Instructions for the task :: Reproduce every one of the records below word for word, leaving out the pictures.

Photo-based point-labeling data
[Start]

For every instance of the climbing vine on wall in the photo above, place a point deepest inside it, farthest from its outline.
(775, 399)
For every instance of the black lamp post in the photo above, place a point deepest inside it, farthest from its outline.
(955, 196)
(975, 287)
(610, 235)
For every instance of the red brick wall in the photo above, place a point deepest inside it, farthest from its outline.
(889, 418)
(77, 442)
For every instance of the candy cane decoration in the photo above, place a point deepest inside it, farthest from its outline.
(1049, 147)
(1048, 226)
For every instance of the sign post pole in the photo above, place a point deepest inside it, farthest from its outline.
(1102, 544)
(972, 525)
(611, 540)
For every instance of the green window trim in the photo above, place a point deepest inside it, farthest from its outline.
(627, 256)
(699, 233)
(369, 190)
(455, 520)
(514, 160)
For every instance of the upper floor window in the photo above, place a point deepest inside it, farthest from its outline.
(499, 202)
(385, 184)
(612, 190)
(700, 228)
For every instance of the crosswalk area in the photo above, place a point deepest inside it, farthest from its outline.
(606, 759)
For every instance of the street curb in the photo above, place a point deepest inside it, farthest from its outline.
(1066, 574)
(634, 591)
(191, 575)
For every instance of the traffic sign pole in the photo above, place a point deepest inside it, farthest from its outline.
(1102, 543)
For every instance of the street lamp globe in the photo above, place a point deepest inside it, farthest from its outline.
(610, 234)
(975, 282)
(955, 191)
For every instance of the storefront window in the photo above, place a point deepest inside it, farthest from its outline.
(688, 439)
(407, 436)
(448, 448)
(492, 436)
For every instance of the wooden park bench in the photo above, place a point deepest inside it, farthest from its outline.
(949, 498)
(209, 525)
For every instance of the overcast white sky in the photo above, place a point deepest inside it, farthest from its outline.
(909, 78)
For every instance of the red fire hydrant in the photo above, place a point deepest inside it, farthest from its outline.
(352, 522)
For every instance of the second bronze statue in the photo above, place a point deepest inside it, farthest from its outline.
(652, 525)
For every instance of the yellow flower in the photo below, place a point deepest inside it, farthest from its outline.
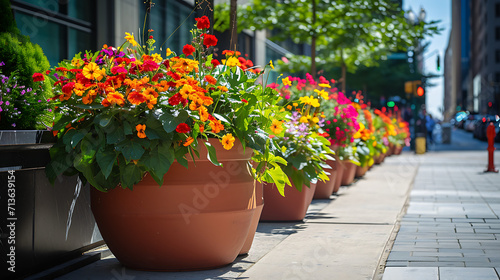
(189, 140)
(276, 127)
(322, 93)
(286, 81)
(76, 62)
(141, 130)
(91, 71)
(228, 141)
(130, 39)
(232, 61)
(157, 57)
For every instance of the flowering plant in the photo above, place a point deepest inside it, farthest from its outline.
(129, 111)
(303, 145)
(22, 107)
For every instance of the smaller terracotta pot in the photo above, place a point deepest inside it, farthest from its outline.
(360, 171)
(349, 173)
(325, 189)
(259, 204)
(338, 177)
(291, 207)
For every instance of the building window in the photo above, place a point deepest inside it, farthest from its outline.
(61, 28)
(167, 20)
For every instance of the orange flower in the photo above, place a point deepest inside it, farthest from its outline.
(211, 80)
(136, 98)
(188, 142)
(141, 130)
(203, 113)
(216, 126)
(228, 141)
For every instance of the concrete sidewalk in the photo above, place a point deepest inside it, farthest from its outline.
(451, 229)
(341, 238)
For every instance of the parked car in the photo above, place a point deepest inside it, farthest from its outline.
(470, 122)
(482, 124)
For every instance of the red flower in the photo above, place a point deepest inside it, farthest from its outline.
(68, 88)
(118, 69)
(157, 77)
(174, 76)
(183, 128)
(203, 22)
(215, 62)
(188, 50)
(209, 40)
(38, 77)
(175, 99)
(149, 66)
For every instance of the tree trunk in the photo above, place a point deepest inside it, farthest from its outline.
(313, 42)
(344, 67)
(206, 8)
(233, 24)
(313, 57)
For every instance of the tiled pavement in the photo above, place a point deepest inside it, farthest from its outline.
(452, 228)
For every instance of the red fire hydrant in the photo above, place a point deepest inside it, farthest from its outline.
(490, 134)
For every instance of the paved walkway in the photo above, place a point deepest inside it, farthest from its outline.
(452, 228)
(341, 238)
(432, 216)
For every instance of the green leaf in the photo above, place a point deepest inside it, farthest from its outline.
(131, 150)
(89, 107)
(212, 157)
(130, 175)
(115, 136)
(77, 137)
(127, 128)
(105, 160)
(170, 122)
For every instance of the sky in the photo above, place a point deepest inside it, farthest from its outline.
(435, 10)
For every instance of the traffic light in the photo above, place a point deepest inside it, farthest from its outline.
(420, 91)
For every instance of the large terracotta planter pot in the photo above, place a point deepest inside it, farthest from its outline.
(325, 189)
(360, 171)
(292, 207)
(338, 178)
(349, 173)
(198, 219)
(259, 204)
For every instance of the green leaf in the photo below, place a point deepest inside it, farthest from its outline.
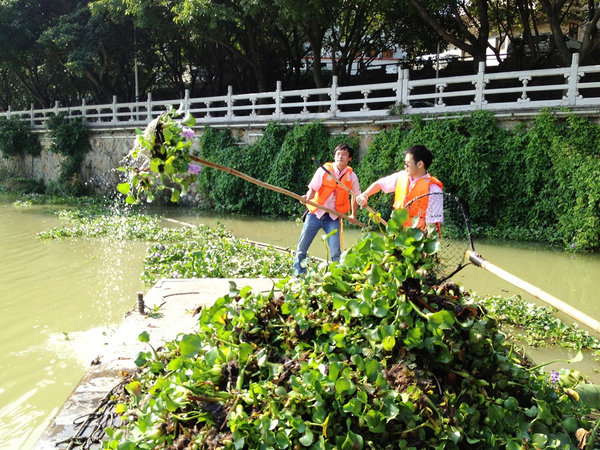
(353, 441)
(589, 395)
(144, 336)
(388, 343)
(344, 386)
(190, 345)
(189, 120)
(123, 188)
(443, 320)
(307, 438)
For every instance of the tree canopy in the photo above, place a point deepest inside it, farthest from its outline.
(68, 51)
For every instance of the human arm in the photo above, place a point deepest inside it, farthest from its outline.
(435, 206)
(362, 199)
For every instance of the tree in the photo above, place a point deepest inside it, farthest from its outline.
(461, 23)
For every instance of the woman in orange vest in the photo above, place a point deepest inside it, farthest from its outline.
(409, 184)
(325, 191)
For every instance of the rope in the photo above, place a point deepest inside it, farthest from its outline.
(103, 416)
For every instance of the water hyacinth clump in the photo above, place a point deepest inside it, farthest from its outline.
(214, 253)
(359, 354)
(160, 159)
(187, 252)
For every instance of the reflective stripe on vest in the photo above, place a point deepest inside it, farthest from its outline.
(329, 185)
(403, 196)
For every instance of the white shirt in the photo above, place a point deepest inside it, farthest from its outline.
(317, 181)
(435, 206)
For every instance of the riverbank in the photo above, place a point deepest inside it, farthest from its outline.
(170, 309)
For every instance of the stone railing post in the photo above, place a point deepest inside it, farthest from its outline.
(277, 114)
(572, 82)
(114, 118)
(149, 107)
(333, 95)
(186, 101)
(230, 102)
(479, 83)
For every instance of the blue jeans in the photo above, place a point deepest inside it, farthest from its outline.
(311, 227)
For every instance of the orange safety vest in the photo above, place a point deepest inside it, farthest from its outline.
(404, 196)
(329, 185)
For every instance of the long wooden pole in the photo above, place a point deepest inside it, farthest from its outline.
(368, 208)
(479, 261)
(242, 175)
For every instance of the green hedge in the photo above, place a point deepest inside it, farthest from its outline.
(538, 182)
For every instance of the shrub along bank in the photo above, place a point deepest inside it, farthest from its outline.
(360, 354)
(538, 182)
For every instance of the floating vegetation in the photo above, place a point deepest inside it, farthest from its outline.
(539, 324)
(359, 355)
(187, 252)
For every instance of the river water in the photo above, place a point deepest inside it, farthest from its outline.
(60, 299)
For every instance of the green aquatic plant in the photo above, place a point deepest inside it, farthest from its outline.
(187, 252)
(161, 159)
(538, 324)
(360, 354)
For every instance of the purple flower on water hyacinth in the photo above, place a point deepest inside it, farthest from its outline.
(194, 169)
(188, 133)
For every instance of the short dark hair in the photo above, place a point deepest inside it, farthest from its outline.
(346, 147)
(421, 153)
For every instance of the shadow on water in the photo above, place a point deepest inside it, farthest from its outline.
(60, 298)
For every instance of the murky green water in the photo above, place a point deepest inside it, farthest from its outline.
(60, 298)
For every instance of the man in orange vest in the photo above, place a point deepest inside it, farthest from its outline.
(409, 184)
(325, 191)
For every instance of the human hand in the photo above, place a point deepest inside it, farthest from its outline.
(362, 200)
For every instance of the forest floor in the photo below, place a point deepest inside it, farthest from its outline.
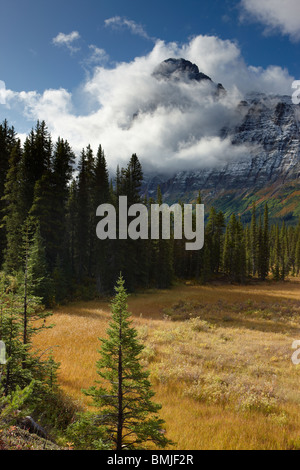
(220, 358)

[End]

The completed task ::
For every instance of the climbing vine on wall in the photo above, place a point deepest inside it, farthest from its outline.
(775, 399)
For every instance of the black lamp post in the photo above, place a point deepest inside it, farthest from its outline.
(955, 196)
(975, 287)
(610, 235)
For every instance of the red brick wall in the photo above, place a point deepest inside it, farthest from its outline.
(889, 418)
(77, 442)
For every instance of the candy cane decoration in the photo above, place a point deepest inside it, farthest from its outline.
(1049, 147)
(1048, 226)
For every instance of the sign post pole in the photo above, place a point deepest inside it, farthest from its outline.
(1102, 544)
(972, 525)
(611, 540)
For every instance of the green window trim in the photo above, place a point deepest inside it, farthest from its outline.
(627, 256)
(699, 233)
(369, 190)
(455, 520)
(514, 160)
For every instance of the upper floor window in the photo above, place a point deepest inside it, farthest from its outline.
(499, 202)
(385, 184)
(612, 190)
(700, 228)
For every instance of the crosswalk area in the photo above, place a point deepest inside it, farthest from its outline.
(606, 759)
For every instance of the street curb in the photo above, place a point deepest inside it, farthest from its outline.
(1066, 574)
(634, 591)
(191, 575)
For every instance of the traffic sign pole in the photo above, place a point deepest inside it, farthest from its outline.
(1102, 543)
For every instance of the street lamp globe in the photo above, place a point deepest inside it, farthest from its outline.
(610, 234)
(975, 282)
(955, 191)
For every instance of the storefront window in the photo above, place a point deepest inside it, farthest from its outline.
(688, 439)
(407, 436)
(448, 448)
(492, 436)
For every instance of the wooden park bench in the photo above, place a point deepest inside it, farthest from its outline.
(949, 498)
(209, 525)
For every instance of the overcast white sky in the photo above, place a point deepest inside it, farthest from its outline.
(909, 78)
For every instance of the red fire hydrant in the photo above, place a point deepest inside it, farthest from its outline.
(352, 522)
For every instance of the second bronze statue in the photo above, place a point deepest inside it, farthest from its outline.
(652, 525)
For every instance of the yellow flower in the photo below, place a point deepest inside it, farthest from its outline.
(189, 140)
(276, 127)
(322, 93)
(286, 81)
(76, 62)
(141, 130)
(91, 71)
(228, 141)
(130, 39)
(232, 61)
(157, 57)
For every instance of the flowering plant in the photo above, place a point deepest inside it, farthest from its outline.
(129, 111)
(303, 145)
(22, 107)
For every instance of the smaller terracotta pot in the photo above, place a point deepest inside it, farthest from its outline.
(360, 171)
(349, 173)
(325, 189)
(259, 204)
(338, 177)
(291, 207)
For every instance of the building window in the photo above, place a point deepest inside it, farthest from its outline.
(61, 28)
(167, 20)
For every instance of the orange flower in the photo above, place a point deepest inside it, farthest from its outline.
(211, 80)
(136, 98)
(188, 142)
(141, 130)
(203, 113)
(216, 126)
(228, 141)
For every instance of the concrete sidewalk in the photo above, place a point deepest inside it, farthest from its outline.
(451, 229)
(341, 238)
For every instance of the parked car in the photo above, place a point deepest inside it, farthest from its outline.
(470, 122)
(482, 124)
For every instance of the red flower in the photo above, place a point deepest inside it, farthest from its outline.
(68, 88)
(118, 69)
(157, 77)
(174, 76)
(183, 128)
(203, 22)
(215, 62)
(188, 50)
(209, 40)
(38, 77)
(175, 99)
(149, 66)
For every instance of the tree trunk in the photo above, place a point deepest inside it, farthest from its outline.
(313, 42)
(344, 67)
(206, 8)
(233, 24)
(313, 57)
For every instance of the tiled pavement in the photo above, place a point deepest inside it, farthest from its outline.
(452, 228)
For every instance of the red fire hydrant in the photo above, place a point deepest inside it, farthest from its outline.
(490, 134)
For every instance of the paved walkway in the photo above, place a point deepest inside it, farthest from its outline.
(452, 228)
(341, 238)
(432, 216)
For every instance of the green leaf in the photo above, place a point deepest inside it, farthest from its outline.
(131, 150)
(89, 107)
(212, 157)
(130, 175)
(115, 136)
(77, 137)
(127, 128)
(105, 160)
(170, 122)
For every instance of the sky in the photo above, place a point deepest inside it, farthest from its outline.
(435, 10)
For every instance of the traffic light in the photo above, place a point deepest inside it, farthest from its outline.
(420, 91)
For every instance of the large terracotta planter pot in the photo above, place a point deepest inside it, farthest from its outline.
(325, 189)
(360, 171)
(292, 207)
(338, 178)
(349, 173)
(198, 219)
(259, 204)
For every instance of the green leaf in the photo below, place a point deepest inside it, farthest from its outline.
(353, 441)
(589, 395)
(144, 336)
(388, 343)
(344, 386)
(190, 345)
(189, 120)
(123, 188)
(443, 320)
(307, 438)
For every instance of the tree canopy in the photo above, place a point deepest inside it, farthest from its outline.
(68, 51)
For every instance of the human arm in the photo above, place a point deepest inside it, farthest from its outline.
(435, 206)
(362, 199)
For every instance of the tree in the photo above, place a point deepest inside it, farthest from its outline.
(461, 23)
For every instance of the woman in orange vest in the photo above, place a point deepest inside it, farthest from its outline.
(409, 184)
(325, 191)
For every instance of the rope in the photo above, place a point deepest inside it, farthest from its outline.
(103, 416)
For every instance of the water hyacinth clump in the photo above, place a point deepest inside it, farthest from its outline.
(214, 253)
(359, 354)
(160, 159)
(187, 252)
For every instance of the reflective stripe on vest in the photo above, place a point deepest inside it, farthest from its outline.
(329, 185)
(403, 196)
For every instance of the white shirt in the photo above, place a point deepest inside it, farthest from its outline.
(317, 181)
(435, 206)
For every instance of the riverbank in the photo above, place a point deepest inside it, farthest from its outline.
(170, 309)
For every instance of the stone railing post in the photo above, place a point deepest inside it, farthest from its outline.
(277, 114)
(572, 82)
(114, 118)
(149, 107)
(333, 95)
(186, 101)
(230, 102)
(479, 83)
For every instance of the blue jeans in the photo above, place a point deepest inside it, farthest from its outline.
(311, 227)
For every instance of the orange safety vest in the photo above, place a point deepest inside it, farthest from its outline.
(404, 196)
(329, 185)
For every instance of the long wooden pole in the photo above, place a point deepest inside it, farthest from its outline.
(368, 208)
(479, 261)
(242, 175)
For every instance of the green hedge in the photo above, place a point deepest inside it, farthest from its outline.
(538, 182)
For every instance of the shrub along bank in the photo above, place a point deepest inside it, farthest from its outline.
(360, 354)
(538, 182)
For every instance of the floating vegetation in the photo above, place a point deepest inside it, farthest from its outline.
(539, 324)
(359, 355)
(187, 252)
For every instance of the river water in the photo above, place a point deepest inside it, farthest from its outline.
(60, 299)
For every instance of the green aquatic plant in the photo above, place a point deepest inside it, farthest from its outline.
(187, 252)
(161, 159)
(538, 324)
(360, 354)
For every instance of the purple flower on water hyacinth in the photo above, place a point deepest inside it, farthest from its outline.
(194, 169)
(188, 133)
For every instance of the short dark hair in the photo above, place a point deepest inside it, farthest from its outline.
(346, 147)
(421, 153)
For every instance of the shadow on water in the photo above, place a point deepest inside it, farthest from its outline.
(60, 298)
For every instance of the murky green water in the photo above, place a point deepest inside it, farthest from its outline.
(60, 298)
For every instance of the man in orange vest in the photo above, place a point deepest inside it, farthest from its outline.
(409, 184)
(325, 191)
For every instance of the human hand in the photo above, place a point deepest inside it, farthest from its outline.
(362, 200)
For every instance of the forest floor in the photo below, place a point deepest inside it, farthest from its outline.
(220, 358)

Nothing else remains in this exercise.